(Passage provided):
+++

Dr. Paul Houghtaling – Bass-Baritone:
Bass-baritone PAUL HOUGHTALING has been hailed by critics for his versatility and musicality in a diverse repertoire spanning the 12th through the 21st centuries. Career highlights include European tours as Papageno with Teatro Lirico d’Europa; the release of the Philip Glass soundtrack of Reggio’s film Naqoyqatsi for SONY, on which he is a featured vocalist; national tours with Early Music New York; a debut with the Bard Music Festival and the American Symphony Orchestra as Nanni in Haydn’s L’Infedeltá Delusa; Kennedy Center appearances with the Waverly Consort; a Carnegie Hall debut in Messiah with the New England Symphonic Ensemble; Mozart’s Requiem and Bach’s Magnificat with Cecilia Chorus of New York under David Randolph at Carnegie Hall; works of Bach, including more than 70 cantatas, with the Orchestra of St. Luke’s “Bach Cantatas in Context” series in New York, American Classical Orchestra, Bach Aria Festival, Boston Baroque, BachWorks at Merkin Hall, the renowned Holy Trinity Bach Foundation series in New York, Long Island Baroque Ensemble, and the Bach Societies of Miami, Worcester, and Palm Beach Atlantic, among others; and “Opera Buffa: Comedy On Stage” on Lincoln Center’s Meet the Artists series. In December 2010 he returned to Carnegie Hall with the Cecilia Chorus and Orchestra as soloist in Bach’s Christmas Oratorio for which the NY Times reported that “Paul Houghtaling supported his strong bass-baritone with an appealing interpretive sensibility.” The spring of 2011 included a debut with the Alabama Symphony as soloist in Duruflè’s Requiem and he appeared again with that ensemble in the spring of 2012 as soloist in Fauré’s Requiem. In 2015, Mr. Houghtaling made his debut with the Helena Symphony under Maestro Allan R. Scott in a semi-staged production of Bach’s St. Matthew Passion. In 2017, Mr Houghtaling
Mr. Houghtaling has appeared as soloist with the Boston Early Music Festival, Clarion Music, Ensemble for Early Music (U.S. tours), and the Mark Morris Dance Company production of Dido & Aeneas. Additional engagements include concerts throughout the U.S. with My Lord Chamberlain’s Consort, appearances with the Folger Consort in Washington, D.C., the Billings Symphony in Messiah, and the New York Chamber Symphony under Martin Turnovsky. Earning considerable attention for his work in contemporary music, especially for his performances of Davies’ Eight Songs for a Mad King, Mr. Houghtaling has performed with Gunther Schuller, the Virgil Thomson Foundation, and ALEA III, both in the U.S. and on the Kalamata and Iraklion Festivals in Greece in new theater works for Greek National Television. In 1994, he appeared with the American Composers Orchestra on its Sonidos de las Americas Festival, and in 1996 with the Brooklyn Philharmonic on its Virgil Thomson Centenary. Other notable projects include John Cage’s Apartment House 1776 during the composer’s 1988 Norton Lectures at Harvard, George Crumb’s Songs, Drones & Refrains of Death with ALEA III, and Davies’ Le Jongleur de Notre Dame with Boston’s Dinosaur Annex Ensemble. Mr. Houghtaling has created roles in Philip Glass’s The Witches of Venice, recorded for Euphorbia, Lee Hoiby’s The Tempest with Des Moines Metro Opera and the title role in William Harper’s El Greco for the Off-Broadway Intar Theater. He can also be heard as soloist on two recordings for New World Records’ Recorded Anthology of American Music series: cantatas of Robert Beaser on Divine Grandeur, and Castelnuovo-Tedesco’s “Romancero Gitano” on The Mask, both with NY Concert Singers.

+++

(Data extract):
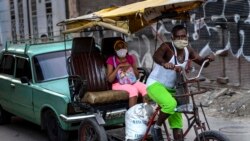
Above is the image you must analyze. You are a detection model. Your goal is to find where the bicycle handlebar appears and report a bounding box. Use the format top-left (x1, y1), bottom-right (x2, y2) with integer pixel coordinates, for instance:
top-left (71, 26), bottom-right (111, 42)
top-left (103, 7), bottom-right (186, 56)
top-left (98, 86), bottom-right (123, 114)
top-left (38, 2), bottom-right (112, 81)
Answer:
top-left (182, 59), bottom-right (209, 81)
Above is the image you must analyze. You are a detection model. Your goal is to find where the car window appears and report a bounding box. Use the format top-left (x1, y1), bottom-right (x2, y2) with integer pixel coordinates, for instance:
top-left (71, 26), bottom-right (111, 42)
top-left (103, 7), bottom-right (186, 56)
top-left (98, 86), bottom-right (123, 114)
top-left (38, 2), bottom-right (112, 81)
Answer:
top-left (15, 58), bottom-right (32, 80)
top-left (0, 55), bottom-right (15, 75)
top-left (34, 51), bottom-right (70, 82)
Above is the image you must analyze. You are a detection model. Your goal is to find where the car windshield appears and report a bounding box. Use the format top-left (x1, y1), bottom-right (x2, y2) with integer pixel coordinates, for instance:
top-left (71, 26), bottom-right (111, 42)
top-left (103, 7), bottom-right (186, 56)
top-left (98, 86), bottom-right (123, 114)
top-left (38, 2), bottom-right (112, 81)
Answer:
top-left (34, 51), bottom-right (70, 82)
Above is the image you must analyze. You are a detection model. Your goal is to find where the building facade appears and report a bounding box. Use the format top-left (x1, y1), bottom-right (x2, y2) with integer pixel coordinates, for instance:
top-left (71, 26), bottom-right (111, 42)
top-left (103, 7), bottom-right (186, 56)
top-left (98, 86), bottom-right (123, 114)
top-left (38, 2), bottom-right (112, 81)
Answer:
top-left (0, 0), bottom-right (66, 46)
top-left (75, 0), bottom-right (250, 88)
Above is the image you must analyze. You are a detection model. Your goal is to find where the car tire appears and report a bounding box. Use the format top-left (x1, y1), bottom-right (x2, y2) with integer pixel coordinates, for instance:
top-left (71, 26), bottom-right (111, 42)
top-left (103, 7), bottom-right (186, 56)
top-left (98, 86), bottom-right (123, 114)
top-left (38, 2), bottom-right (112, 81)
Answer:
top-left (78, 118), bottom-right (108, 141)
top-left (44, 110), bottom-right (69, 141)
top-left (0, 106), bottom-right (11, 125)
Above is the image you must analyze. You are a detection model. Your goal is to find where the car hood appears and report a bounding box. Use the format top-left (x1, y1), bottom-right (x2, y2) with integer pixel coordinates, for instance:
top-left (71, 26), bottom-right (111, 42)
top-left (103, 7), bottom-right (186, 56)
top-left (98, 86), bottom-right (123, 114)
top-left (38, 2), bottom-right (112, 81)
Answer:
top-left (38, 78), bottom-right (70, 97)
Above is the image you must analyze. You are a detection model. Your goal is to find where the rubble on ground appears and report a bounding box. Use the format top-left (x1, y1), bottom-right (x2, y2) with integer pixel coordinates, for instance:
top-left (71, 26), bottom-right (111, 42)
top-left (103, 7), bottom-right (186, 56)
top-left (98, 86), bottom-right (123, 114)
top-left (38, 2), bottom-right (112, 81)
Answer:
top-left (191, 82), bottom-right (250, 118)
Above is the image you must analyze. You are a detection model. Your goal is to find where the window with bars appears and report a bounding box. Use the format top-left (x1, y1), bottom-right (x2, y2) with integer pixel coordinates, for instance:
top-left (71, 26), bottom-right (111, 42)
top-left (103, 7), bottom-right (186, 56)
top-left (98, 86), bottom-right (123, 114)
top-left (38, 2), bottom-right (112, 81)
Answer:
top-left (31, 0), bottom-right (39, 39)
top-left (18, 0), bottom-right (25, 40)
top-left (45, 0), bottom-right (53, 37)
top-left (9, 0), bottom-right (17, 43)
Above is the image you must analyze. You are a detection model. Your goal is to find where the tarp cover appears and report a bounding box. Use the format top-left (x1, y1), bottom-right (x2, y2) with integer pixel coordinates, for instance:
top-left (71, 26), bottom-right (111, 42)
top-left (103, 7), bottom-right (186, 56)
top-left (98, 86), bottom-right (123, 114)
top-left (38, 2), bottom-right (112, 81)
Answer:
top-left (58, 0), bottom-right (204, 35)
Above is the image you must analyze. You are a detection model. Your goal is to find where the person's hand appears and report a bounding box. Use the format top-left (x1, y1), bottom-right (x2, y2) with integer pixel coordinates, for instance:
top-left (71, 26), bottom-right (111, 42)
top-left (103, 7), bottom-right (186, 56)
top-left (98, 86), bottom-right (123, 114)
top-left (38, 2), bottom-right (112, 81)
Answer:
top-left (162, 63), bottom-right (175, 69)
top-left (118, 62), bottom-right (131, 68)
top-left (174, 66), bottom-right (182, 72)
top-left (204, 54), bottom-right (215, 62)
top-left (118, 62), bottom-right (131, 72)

+++

(Work task 1): Which requiems does the Paul Houghtaling biography name? List all of them.
(Work task 2): Continue the Paul Houghtaling biography from where it stops.

(Task output 1): Mozart's Requiem, Duruflè's Requiem, Fauré's Requiem

(Task output 2):
Mr. Houghtaling’s many opera engagements include appearances with the Abilene, Boston Lyric, Baltimore, Central City, Des Moines, Knoxville, Long Beach Civic Light, Mobile, Nashville, Natchez, Santa Fe, Saratoga, and Tacoma Operas, the Metropolitan Opera Guild, and L’Opera Francais de New York, among others. He holds degrees from the College of the Holy Cross, New England Conservatory, Hunter College, and the City University of New York. Dr. Houghtaling is currently Associate Professor of Voice and Director of Opera at the University of Alabama.